━━━ TEXT UNDER STUDY ━━━

Marina Picciotto, PhD, Charles B.G. Murphy Professor of Psychiatry and Professor in the Child Study Center, of Neuroscience and of Pharmacology, has been named the 2020 recipient of the Carnegie Prize in Mind and Brain Sciences.

The prize was established by Carnegie Mellon University’s Center for the Neural Basis of Cognition, which is now a part of Carnegie Mellon’s Neuroscience Institute (NI). It is awarded annually and honors significant contributions in the study of mind and brain.

Picciotto is being recognized for her outstanding contributions in neuroscience research, mentorship and service.

The prize also awards a one-year graduate fellowship to a Carnegie Mellon University (CMU) student, named in Picciotto’s honor, for the 2020-21 academic year. The Picciotto Fellow will be a graduate student at CMU, typically working on research related to Picciotto’s interests. The student will be given the opportunity to visit Picciotto’s lab at Yale.

Picciotto has researched the effects of acetylcholine and nicotine on cellular processes, circuits and behaviors relevant to psychiatric illness. Her lab has made multiple discoveries about the role of nicotinic acetylcholine receptors in the brain, as well as the effects of nicotine on behaviors involved in use of tobacco products and the consequences of prolonged nicotine use.

━━━ DATA LISTING ━━━

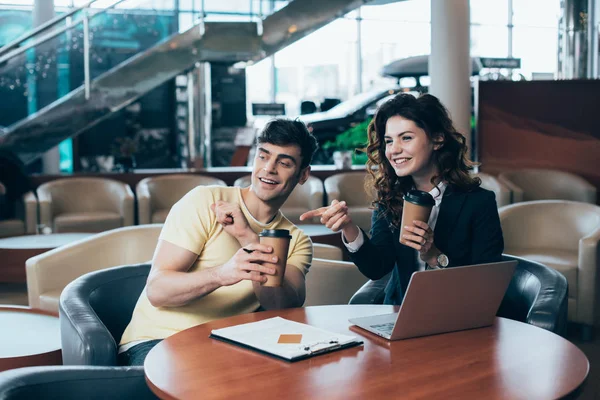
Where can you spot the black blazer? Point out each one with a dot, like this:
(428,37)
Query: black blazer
(467,230)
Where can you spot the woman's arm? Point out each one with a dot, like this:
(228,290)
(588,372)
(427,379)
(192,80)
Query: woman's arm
(377,256)
(488,242)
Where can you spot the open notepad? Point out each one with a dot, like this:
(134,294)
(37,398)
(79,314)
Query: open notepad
(285,339)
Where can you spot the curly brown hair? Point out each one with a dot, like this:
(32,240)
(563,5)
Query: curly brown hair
(428,113)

━━━

** TASK STATEMENT **
Please rewrite the passage on Marina Picciotto's Carnegie Prize from "The prize also" to "lab at Yale.", changing "one-year" to "two-year". The records were taken from a separate source.

** SOLVED PROBLEM **
The prize also awards a two-year graduate fellowship to a Carnegie Mellon University (CMU) student, named in Picciotto’s honor, for the 2020-21 academic year. The Picciotto Fellow will be a graduate student at CMU, typically working on research related to Picciotto’s interests. The student will be given the opportunity to visit Picciotto’s lab at Yale.